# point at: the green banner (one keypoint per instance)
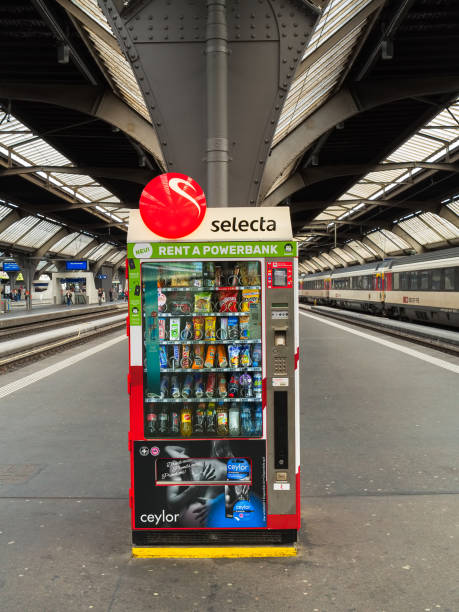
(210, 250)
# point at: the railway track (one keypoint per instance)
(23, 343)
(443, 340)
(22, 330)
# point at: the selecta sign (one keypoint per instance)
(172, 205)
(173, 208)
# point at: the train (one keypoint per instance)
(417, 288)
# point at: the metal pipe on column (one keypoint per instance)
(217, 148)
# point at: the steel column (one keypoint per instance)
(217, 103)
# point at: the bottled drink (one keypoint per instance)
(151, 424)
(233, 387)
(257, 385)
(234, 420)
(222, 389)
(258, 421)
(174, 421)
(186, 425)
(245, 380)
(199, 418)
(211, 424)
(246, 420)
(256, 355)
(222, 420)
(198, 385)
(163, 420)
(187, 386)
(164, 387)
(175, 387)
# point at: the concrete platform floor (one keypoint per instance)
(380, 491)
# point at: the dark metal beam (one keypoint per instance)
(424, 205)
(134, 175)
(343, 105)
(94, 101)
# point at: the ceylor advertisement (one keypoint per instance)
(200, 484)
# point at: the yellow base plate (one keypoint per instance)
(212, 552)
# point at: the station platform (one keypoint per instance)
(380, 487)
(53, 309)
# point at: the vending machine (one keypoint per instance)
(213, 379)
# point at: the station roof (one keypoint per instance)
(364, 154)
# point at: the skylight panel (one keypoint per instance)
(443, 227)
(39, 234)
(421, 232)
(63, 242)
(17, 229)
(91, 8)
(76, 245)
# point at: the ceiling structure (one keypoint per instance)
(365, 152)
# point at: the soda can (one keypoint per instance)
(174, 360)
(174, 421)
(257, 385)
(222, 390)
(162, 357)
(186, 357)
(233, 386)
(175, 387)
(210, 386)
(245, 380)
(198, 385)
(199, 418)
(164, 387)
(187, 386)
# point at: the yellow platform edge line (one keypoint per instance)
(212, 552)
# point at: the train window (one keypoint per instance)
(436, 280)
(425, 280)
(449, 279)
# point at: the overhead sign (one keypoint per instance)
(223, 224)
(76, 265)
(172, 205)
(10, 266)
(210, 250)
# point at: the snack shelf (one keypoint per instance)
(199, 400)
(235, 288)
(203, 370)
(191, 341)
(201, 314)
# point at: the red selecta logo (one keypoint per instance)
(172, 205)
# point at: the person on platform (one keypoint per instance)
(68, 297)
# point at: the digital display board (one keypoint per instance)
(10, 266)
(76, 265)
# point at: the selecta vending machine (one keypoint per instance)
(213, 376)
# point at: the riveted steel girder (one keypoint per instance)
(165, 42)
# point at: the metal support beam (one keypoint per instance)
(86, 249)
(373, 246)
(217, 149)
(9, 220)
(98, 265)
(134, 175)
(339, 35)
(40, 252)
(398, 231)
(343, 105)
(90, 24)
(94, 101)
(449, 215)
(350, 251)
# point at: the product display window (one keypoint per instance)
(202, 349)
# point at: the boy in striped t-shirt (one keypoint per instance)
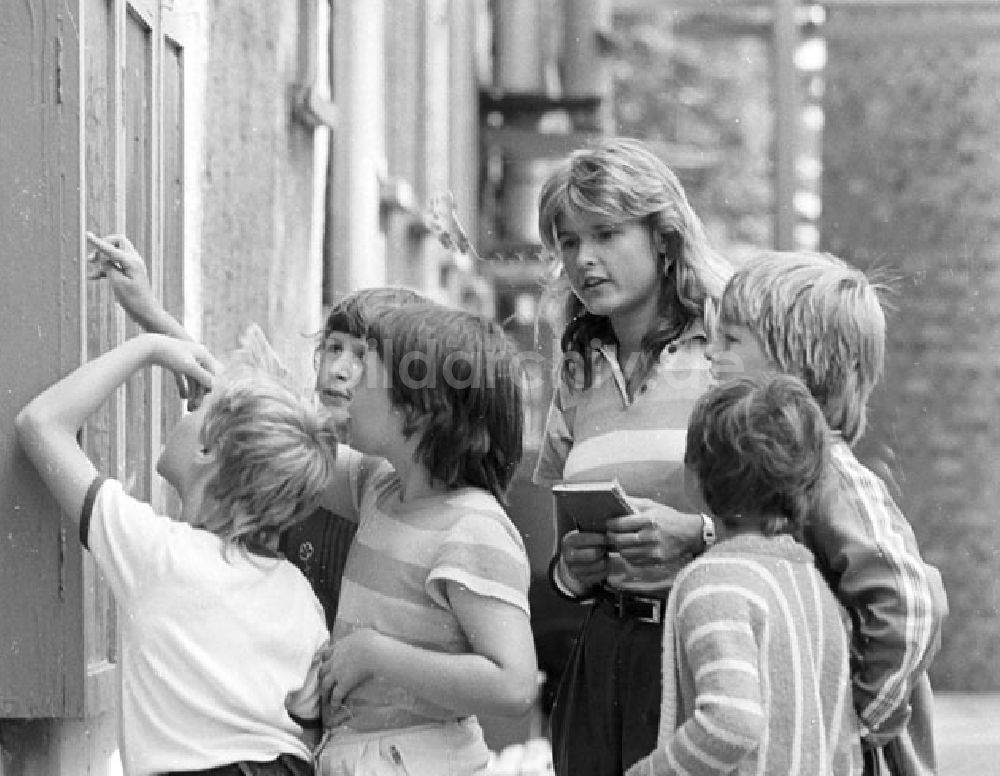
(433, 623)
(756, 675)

***

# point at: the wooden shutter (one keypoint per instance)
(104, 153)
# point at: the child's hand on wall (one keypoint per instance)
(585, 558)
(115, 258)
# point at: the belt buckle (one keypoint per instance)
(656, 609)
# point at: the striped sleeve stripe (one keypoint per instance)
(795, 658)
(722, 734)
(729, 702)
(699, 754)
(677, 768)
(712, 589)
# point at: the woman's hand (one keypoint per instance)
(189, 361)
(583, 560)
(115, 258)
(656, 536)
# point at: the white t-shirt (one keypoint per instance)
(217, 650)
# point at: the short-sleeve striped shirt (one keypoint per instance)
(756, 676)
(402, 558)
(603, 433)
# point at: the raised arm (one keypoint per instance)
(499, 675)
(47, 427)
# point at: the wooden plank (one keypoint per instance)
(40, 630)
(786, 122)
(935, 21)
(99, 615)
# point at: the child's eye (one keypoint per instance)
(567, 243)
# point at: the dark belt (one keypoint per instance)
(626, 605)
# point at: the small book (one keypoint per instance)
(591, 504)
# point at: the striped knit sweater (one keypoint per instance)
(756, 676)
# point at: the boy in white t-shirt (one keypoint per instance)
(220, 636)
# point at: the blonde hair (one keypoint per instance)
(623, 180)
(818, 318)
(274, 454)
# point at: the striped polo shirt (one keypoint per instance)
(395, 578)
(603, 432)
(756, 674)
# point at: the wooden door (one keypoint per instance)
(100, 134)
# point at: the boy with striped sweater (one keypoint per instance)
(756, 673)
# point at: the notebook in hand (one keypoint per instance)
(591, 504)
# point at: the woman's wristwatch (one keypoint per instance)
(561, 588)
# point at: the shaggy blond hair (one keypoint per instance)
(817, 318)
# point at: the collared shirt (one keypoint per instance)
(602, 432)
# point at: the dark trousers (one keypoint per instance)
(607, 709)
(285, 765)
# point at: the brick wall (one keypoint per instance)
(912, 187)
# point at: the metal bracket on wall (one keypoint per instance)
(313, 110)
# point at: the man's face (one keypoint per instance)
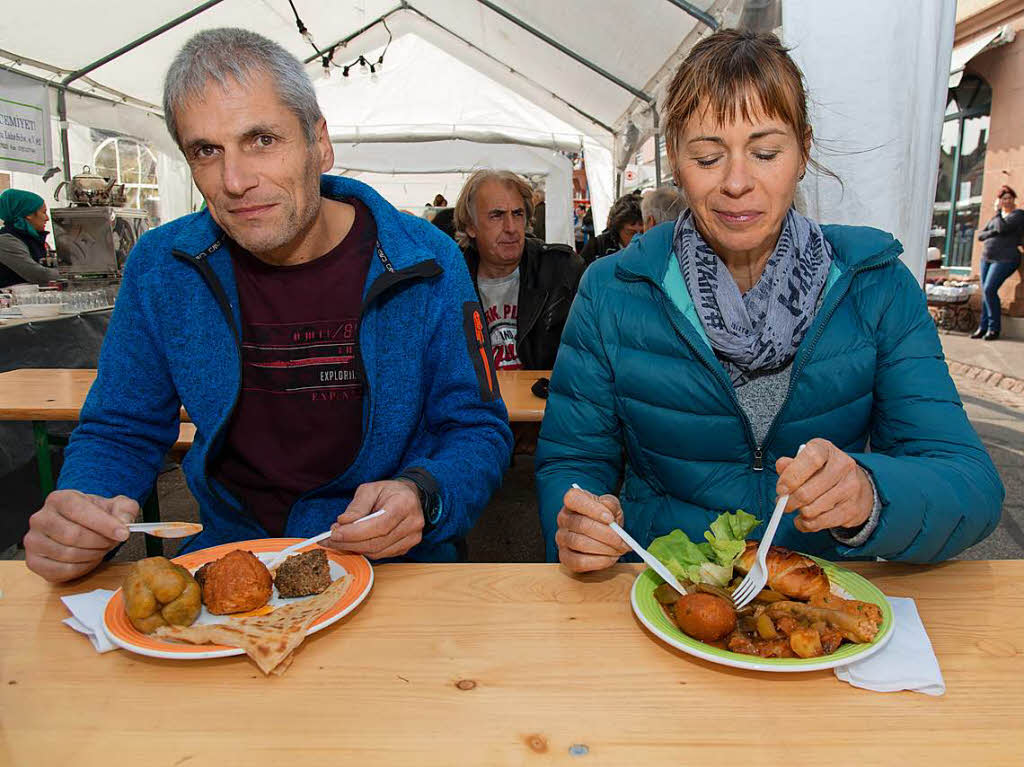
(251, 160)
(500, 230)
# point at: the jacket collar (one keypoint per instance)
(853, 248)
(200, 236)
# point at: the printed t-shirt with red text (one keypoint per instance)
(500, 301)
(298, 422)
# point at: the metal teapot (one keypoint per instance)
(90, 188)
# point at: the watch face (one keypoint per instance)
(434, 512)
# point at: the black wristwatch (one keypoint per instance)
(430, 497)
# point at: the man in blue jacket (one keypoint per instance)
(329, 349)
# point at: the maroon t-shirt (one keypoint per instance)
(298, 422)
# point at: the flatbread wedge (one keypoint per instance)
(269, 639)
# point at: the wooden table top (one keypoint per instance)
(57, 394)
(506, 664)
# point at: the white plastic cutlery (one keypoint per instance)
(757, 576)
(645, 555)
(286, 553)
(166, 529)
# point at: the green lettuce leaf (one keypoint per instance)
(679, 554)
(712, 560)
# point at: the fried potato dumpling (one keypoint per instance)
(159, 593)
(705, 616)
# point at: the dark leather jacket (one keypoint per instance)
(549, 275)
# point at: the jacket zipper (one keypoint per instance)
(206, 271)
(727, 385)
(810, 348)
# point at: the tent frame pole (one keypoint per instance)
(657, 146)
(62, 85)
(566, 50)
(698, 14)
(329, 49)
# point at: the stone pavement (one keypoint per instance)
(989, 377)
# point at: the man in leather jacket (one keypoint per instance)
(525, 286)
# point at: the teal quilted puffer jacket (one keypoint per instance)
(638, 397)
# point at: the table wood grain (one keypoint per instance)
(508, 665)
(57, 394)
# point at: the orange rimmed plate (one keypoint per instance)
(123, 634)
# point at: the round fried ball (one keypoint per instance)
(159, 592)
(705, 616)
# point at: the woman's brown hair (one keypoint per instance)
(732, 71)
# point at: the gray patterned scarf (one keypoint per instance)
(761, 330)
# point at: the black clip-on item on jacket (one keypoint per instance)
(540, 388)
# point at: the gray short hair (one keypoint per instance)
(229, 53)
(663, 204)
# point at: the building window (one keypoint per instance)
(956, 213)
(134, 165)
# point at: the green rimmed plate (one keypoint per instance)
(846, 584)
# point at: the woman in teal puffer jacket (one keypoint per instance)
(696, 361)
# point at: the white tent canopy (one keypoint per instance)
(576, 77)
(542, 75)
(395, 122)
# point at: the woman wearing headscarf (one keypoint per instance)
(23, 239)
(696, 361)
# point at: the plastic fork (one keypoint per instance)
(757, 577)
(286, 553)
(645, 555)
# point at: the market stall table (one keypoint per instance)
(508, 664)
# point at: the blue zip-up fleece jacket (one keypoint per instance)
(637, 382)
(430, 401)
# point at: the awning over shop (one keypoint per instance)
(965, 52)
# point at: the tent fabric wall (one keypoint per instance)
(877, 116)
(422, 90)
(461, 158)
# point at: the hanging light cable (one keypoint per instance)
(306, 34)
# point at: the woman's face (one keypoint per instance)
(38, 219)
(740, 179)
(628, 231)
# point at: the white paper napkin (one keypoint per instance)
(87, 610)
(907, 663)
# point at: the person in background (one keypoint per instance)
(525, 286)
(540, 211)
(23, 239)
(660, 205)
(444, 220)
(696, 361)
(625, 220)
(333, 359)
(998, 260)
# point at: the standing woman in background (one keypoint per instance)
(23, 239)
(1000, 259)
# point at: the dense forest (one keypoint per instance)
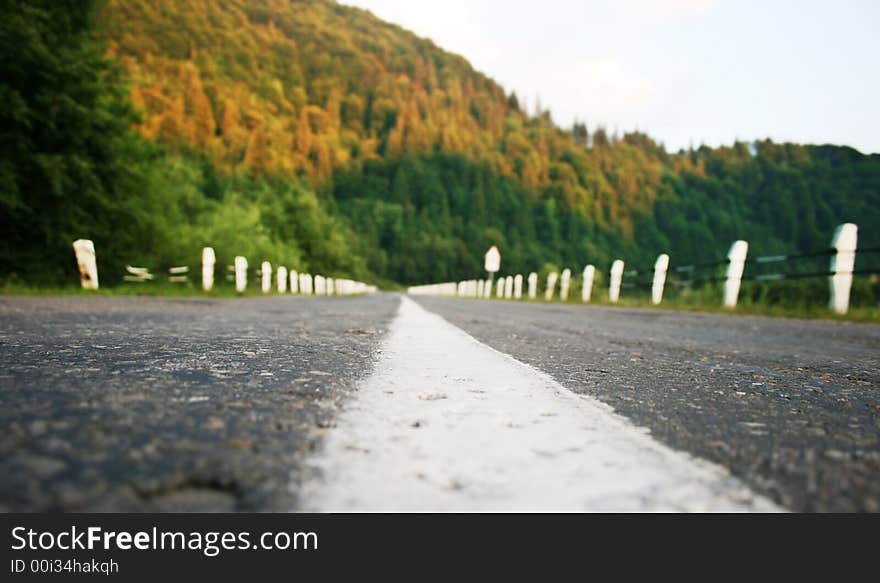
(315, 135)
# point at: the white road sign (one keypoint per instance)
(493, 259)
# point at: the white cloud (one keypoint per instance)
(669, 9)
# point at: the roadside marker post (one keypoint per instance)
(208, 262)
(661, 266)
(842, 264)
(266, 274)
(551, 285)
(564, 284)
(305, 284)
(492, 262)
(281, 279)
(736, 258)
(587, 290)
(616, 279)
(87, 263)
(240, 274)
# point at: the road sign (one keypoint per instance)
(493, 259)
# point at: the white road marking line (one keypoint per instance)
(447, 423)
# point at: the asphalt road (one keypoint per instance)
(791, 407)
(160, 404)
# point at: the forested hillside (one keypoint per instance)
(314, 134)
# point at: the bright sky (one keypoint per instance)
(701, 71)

***

**JOB**
Please count the lines in the entries above that contain the word "wall". Reply with the number alone.

**COMPLETE OUTPUT**
4